**DATA EXCERPTS**
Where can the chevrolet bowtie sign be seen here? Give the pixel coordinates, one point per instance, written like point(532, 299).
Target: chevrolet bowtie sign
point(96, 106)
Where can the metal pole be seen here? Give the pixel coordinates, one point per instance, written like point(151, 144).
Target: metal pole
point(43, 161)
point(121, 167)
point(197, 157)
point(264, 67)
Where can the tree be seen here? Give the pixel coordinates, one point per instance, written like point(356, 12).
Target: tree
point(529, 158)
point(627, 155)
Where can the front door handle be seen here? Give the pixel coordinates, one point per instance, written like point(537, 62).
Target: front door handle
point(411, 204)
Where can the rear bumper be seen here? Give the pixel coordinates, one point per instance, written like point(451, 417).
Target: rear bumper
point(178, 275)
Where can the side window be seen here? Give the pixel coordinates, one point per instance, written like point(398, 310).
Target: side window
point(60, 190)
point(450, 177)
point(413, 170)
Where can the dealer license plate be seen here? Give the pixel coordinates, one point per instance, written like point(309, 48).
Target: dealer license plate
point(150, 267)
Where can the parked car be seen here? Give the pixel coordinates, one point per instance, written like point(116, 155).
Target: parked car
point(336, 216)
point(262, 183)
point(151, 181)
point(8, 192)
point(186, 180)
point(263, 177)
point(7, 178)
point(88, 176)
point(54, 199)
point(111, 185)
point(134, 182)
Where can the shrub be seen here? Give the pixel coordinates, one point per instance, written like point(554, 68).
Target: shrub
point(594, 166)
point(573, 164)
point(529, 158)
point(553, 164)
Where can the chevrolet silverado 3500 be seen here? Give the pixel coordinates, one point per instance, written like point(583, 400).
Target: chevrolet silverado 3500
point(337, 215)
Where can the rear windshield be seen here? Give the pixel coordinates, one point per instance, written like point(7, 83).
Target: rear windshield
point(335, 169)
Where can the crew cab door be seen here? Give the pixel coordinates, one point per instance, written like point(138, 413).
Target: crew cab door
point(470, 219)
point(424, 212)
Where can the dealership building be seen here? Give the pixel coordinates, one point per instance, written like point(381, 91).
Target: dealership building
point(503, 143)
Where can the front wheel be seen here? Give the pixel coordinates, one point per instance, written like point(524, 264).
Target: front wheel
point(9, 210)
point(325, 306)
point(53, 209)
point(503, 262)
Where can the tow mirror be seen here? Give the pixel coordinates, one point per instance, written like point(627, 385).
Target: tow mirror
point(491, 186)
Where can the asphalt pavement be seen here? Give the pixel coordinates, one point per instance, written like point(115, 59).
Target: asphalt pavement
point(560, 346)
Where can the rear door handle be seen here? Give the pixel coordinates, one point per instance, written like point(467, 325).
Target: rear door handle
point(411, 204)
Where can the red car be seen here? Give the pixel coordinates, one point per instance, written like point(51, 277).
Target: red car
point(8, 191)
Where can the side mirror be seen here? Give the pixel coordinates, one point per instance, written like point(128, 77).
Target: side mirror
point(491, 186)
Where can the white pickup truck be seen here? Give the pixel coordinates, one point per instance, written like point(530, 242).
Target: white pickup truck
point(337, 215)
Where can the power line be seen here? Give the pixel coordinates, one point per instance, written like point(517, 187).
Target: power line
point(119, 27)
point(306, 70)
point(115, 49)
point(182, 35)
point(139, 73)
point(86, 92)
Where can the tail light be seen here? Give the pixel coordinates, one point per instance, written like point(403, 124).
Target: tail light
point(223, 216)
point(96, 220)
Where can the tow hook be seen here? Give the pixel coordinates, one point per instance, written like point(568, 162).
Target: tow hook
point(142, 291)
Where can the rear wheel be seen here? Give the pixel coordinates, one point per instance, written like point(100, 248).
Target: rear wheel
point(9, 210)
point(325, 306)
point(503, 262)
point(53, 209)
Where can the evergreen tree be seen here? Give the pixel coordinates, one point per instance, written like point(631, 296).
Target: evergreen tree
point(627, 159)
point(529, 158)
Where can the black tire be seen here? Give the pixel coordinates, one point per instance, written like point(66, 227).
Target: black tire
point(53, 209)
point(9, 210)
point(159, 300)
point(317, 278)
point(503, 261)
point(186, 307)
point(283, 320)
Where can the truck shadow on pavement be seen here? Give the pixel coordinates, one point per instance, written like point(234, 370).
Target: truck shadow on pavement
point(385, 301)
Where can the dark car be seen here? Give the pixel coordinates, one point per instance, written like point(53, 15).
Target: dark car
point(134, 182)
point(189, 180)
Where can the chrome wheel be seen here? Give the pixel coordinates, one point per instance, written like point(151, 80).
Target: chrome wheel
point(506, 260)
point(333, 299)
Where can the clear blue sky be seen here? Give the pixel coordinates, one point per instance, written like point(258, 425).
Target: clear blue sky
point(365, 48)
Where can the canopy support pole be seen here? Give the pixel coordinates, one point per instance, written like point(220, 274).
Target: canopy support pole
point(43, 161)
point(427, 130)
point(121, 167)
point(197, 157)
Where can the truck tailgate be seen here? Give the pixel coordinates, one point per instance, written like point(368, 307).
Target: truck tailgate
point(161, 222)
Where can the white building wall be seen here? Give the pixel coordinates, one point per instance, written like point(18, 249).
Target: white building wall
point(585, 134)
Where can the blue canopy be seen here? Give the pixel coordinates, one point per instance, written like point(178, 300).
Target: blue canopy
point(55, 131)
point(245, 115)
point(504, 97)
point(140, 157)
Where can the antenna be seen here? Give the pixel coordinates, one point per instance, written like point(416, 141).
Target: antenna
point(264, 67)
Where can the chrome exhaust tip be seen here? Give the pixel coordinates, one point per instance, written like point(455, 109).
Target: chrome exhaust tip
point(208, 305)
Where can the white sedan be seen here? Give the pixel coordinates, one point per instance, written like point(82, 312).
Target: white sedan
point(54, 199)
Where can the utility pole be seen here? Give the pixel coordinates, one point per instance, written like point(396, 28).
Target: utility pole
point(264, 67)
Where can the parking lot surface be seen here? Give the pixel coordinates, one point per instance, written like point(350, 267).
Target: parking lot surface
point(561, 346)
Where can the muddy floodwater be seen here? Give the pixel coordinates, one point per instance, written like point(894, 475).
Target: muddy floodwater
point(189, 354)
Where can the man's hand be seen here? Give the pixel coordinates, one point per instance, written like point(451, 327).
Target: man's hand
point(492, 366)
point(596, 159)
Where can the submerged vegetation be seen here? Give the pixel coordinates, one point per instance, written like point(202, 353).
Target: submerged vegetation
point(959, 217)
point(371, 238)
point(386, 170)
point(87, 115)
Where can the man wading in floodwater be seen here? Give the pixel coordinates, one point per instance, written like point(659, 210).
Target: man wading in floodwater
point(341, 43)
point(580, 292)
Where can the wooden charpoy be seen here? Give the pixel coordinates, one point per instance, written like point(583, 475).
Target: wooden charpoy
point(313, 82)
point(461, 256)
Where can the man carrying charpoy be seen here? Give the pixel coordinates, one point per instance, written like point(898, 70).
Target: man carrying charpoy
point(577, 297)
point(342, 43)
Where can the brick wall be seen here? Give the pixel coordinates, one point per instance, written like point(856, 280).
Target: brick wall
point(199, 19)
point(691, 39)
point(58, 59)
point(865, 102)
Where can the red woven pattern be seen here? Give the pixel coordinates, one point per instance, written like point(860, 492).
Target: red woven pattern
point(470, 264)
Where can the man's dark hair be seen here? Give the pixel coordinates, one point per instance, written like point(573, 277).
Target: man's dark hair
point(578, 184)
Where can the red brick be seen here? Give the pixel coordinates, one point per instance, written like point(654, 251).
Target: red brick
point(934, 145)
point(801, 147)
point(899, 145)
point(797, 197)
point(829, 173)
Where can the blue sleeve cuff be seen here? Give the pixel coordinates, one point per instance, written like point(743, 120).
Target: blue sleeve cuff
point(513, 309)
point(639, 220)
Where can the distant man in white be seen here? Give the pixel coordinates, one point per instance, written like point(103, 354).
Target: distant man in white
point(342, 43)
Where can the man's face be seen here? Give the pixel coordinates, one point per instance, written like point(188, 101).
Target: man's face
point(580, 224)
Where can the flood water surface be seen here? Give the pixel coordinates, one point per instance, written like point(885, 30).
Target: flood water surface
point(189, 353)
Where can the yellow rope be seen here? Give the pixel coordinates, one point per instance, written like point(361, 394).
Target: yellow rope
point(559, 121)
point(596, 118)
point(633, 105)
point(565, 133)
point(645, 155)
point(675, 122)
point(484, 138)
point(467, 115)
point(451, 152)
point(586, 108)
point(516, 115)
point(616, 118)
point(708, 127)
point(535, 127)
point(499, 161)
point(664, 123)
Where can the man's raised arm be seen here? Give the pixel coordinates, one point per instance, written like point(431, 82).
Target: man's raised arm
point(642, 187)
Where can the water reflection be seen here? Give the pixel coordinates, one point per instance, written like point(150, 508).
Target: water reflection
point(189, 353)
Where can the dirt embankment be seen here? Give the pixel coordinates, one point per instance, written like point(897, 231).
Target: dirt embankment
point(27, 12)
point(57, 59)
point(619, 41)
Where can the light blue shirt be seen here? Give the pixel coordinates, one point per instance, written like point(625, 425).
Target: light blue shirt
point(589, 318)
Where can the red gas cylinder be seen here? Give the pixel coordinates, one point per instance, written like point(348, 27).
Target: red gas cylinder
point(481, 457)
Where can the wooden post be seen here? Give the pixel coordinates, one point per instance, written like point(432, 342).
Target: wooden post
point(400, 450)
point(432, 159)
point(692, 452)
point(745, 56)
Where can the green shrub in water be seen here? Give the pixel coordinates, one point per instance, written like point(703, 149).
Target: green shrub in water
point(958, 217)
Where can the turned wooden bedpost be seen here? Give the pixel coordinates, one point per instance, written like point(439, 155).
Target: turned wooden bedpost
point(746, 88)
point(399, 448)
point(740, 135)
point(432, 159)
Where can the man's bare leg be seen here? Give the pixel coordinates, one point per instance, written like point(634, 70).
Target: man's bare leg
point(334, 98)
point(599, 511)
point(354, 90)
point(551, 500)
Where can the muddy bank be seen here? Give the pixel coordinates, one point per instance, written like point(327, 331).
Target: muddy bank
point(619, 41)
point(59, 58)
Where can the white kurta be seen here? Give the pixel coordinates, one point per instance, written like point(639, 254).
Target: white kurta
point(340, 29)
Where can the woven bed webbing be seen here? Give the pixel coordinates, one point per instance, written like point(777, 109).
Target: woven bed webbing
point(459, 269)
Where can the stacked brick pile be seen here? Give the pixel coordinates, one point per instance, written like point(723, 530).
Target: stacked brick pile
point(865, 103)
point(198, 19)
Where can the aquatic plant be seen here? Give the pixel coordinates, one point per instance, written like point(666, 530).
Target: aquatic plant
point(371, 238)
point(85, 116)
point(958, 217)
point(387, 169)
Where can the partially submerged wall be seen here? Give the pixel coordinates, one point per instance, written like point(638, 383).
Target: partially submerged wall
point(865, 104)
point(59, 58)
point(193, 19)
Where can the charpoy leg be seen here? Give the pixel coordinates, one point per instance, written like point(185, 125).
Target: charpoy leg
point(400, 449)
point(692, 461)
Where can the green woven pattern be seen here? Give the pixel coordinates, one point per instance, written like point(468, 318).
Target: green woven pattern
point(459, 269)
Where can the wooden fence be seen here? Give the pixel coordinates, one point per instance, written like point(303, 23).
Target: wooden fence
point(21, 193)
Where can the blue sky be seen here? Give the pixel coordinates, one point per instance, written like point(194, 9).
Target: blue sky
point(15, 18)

**REQUIREMENTS**
Recast the records from the line containing "Where can the green shrub" down to the line containing "point(340, 29)", both included, as a numbered list, skipping any blank lines.

**SOLVED PROBLEM**
1. Where can the green shrub in water be seen here? Give the pixel coordinates, one point per instance, written like point(703, 149).
2. Target: green shrub in water
3. point(958, 217)
4. Where can the turned wooden bedpost be seen here? Give the pixel coordinates, one point per instance, written like point(439, 155).
5. Target: turned wooden bedpost
6. point(746, 88)
7. point(399, 448)
8. point(740, 135)
9. point(432, 159)
10. Where can the man's bare leg be seen here? Give the pixel coordinates, one point per instance, written like point(634, 70).
11. Target: man's bare leg
12. point(334, 98)
13. point(599, 511)
14. point(354, 90)
15. point(551, 500)
16. Where can the muddy bank be seen here? Give the pixel coordinates, one point per instance, written like point(327, 331).
17. Target: muddy bank
18. point(619, 41)
19. point(59, 58)
20. Where can the white kurta be seen here? Give the pixel coordinates, one point per instance, written like point(639, 254).
21. Target: white kurta
22. point(340, 29)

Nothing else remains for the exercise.